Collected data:
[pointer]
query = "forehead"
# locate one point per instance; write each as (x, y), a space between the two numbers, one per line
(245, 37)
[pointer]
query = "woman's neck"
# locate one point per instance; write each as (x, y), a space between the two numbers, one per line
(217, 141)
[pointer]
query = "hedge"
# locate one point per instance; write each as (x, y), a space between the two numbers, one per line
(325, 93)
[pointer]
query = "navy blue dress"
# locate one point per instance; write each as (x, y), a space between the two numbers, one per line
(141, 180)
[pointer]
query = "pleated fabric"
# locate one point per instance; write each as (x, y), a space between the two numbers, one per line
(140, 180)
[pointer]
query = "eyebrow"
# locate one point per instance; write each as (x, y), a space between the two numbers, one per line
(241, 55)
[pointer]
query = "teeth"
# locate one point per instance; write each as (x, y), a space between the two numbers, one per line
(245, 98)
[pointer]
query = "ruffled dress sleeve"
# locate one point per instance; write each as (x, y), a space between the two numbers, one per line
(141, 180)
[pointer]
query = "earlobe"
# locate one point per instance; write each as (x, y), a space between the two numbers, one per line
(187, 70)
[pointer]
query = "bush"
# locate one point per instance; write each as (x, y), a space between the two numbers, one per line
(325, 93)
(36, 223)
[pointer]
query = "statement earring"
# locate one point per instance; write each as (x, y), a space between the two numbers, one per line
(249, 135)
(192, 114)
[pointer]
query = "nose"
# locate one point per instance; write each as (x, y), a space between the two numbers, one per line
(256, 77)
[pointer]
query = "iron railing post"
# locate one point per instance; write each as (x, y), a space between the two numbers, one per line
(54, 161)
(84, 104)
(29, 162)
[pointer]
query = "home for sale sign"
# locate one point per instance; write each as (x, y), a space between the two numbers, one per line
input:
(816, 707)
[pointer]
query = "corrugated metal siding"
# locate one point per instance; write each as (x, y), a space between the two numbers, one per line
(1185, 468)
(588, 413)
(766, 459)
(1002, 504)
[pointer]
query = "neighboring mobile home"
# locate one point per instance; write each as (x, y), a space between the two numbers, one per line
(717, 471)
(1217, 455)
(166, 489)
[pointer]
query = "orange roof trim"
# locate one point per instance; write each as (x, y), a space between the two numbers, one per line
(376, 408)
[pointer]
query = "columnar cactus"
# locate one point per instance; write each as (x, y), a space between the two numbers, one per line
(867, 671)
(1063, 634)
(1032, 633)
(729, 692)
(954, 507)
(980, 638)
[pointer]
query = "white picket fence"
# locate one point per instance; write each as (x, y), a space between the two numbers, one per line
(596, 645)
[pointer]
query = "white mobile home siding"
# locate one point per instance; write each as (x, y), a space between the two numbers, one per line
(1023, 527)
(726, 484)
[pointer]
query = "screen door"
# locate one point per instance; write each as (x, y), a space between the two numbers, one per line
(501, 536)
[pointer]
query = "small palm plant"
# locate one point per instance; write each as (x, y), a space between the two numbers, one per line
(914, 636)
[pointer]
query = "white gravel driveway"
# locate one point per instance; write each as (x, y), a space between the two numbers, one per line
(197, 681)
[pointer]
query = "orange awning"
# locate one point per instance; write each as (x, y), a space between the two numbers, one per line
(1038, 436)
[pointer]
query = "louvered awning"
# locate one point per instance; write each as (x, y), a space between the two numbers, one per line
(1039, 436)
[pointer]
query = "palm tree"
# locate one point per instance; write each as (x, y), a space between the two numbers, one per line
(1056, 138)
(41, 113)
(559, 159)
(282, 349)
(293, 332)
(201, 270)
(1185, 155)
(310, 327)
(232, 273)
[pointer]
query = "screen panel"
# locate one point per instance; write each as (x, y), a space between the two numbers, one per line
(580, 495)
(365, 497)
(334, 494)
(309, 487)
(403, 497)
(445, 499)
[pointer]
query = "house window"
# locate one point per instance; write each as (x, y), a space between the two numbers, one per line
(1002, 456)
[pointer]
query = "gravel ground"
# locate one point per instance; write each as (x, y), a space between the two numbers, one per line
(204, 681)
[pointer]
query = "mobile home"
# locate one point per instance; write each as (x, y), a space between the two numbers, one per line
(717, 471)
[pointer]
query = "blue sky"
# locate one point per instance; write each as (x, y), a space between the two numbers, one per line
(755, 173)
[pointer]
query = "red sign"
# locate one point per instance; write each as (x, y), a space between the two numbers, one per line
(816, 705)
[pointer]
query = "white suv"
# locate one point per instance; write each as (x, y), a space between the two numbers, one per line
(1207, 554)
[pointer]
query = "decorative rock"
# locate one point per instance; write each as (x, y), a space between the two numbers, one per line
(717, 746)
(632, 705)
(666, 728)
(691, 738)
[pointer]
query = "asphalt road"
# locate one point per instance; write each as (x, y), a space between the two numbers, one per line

What is needed ▸ Copy each line of the data above without altering a single character.

Final result ▸
[pointer]
query = "forehead"
# locate one point per instance; write each as (x, y), a space between the two numbers, one per line
(245, 37)
[pointer]
query = "woman's neck"
# locate one point per instance; write each as (x, y), a space between the two numbers, one per line
(217, 141)
[pointer]
query = "hedge"
# locate one point per instance; write each as (x, y), a space between the two numbers, one per line
(325, 93)
[pointer]
query = "navy blue dress"
# locate one point per instance; write each as (x, y), a space between the two numbers, one per line
(141, 180)
[pointer]
query = "pleated fabric"
# locate one point per instance; write each as (x, y), a space between the two numbers, one per line
(140, 180)
[pointer]
query = "eyebrow"
# locate one point per instance; write each as (x, y), a space between the two numbers, one per line
(241, 55)
[pointer]
query = "teeth"
# locate one point per instance; write each as (x, y), a space between the two numbers, one per line
(245, 98)
[pointer]
query = "ruffled dress sleeve"
# locate one point per instance; write each as (x, y), a space between the two numbers, one per line
(141, 180)
[pointer]
query = "earlobe"
# locate one point per instance; write each as (x, y), a space between the two numbers, one per line
(187, 70)
[pointer]
query = "bush"
# locate one point per instance; write each as (x, y), a space between the two numbers, one per line
(325, 93)
(36, 223)
[pointer]
query = "statement earring"
# locate one point per instance; write each as (x, y), a space between the two numbers, one per line
(249, 135)
(192, 114)
[pointer]
query = "nose"
# locate one point per instance; write each as (x, y), a space between the two numbers, one per line
(256, 77)
[pointer]
query = "iron railing post"
# locate one point per instance; write each as (x, y), a space between the two numbers, one per line
(54, 161)
(84, 104)
(29, 162)
[pointer]
query = "home for sale sign"
# locate one point per instance; write each as (x, y), a space between the two numbers, one per line
input:
(816, 707)
[pointer]
query = "corrugated metal siding"
# locate one point per instance; write each as (x, y), a space between the two numbers, one per line
(1185, 468)
(588, 413)
(766, 459)
(1002, 504)
[pointer]
query = "neighboring mobile home"
# locate one point per instance; write each as (x, y), a space between the two numbers, one per line
(717, 471)
(1217, 455)
(166, 489)
[pointer]
query = "orange roof trim"
# locate one point per instance; write each as (x, y), a space between the two numbers, one per line
(376, 408)
[pointer]
query = "columnar cactus"
# locate one point per instance; write each as (x, y), a space between the two numbers, one per line
(867, 671)
(1063, 634)
(1032, 633)
(729, 692)
(954, 507)
(980, 638)
[pointer]
query = "white picket fence"
# locate one point per instance; write each as (x, y), a space between the two numbers, one per line
(596, 645)
[pointer]
query = "white mobile home siding"
# locate one point per instance; write each as (x, y), a space between the two numbers, one per line
(1023, 527)
(726, 484)
[pointer]
query = "screen door"
# locate one point per instance; write each as (x, y), a space between the two numbers, one per line
(501, 536)
[pointer]
query = "small palm plant"
# locate one point per instance; write each as (x, y), a space between the two numbers, one per line
(914, 636)
[pointer]
query = "white gravel driveway"
# locate one point per instance; write each as (x, y), a space between the two numbers, one per line
(197, 681)
[pointer]
query = "orange awning"
# locate one point per instance; write each as (x, y), a space between the two numbers, one per line
(1038, 436)
[pointer]
query = "louvered awning"
# locate one point per instance; write each as (x, y), a space between the two numbers, one per line
(1039, 436)
[pointer]
query = "palm tree"
# locate one point per instance; write each as (x, y), a space between the two numbers, one per line
(1056, 138)
(41, 113)
(559, 159)
(282, 349)
(293, 332)
(201, 270)
(1185, 155)
(310, 327)
(232, 273)
[pointer]
query = "screen panel"
# locate one point per instance; write each as (x, y), a space between the two numbers, one per line
(580, 495)
(365, 497)
(334, 494)
(309, 487)
(403, 497)
(445, 499)
[pointer]
query = "house window"
# locate one point per instance; write each as (x, y), a space between the two numbers, one per line
(1002, 456)
[pointer]
query = "gravel ground"
# locate one point per instance; write each as (x, y), a space between the two numbers, one per line
(204, 681)
[pointer]
query = "mobile home"
# locate one point per instance; write each as (x, y), a space between the two numbers, one per line
(717, 471)
[pointer]
query = "blue sky"
# locate one point per instance; write each as (x, y), a space between the two numbers, one per line
(755, 173)
[pointer]
query = "red sign"
# locate one point per instance; write each as (x, y), a space between the two numbers, one per line
(816, 705)
[pointer]
query = "white suv"
# locate one point per instance; write each as (x, y), a space between the two numbers, one per line
(1207, 554)
[pointer]
query = "decorative rock"
# locate one point per instance; write each as (x, y), a space between the two numbers, one per line
(717, 746)
(632, 705)
(666, 728)
(691, 738)
[pointer]
query = "asphalt road"
# locate one point per instance; write each as (x, y), a space between the two numbers, one per line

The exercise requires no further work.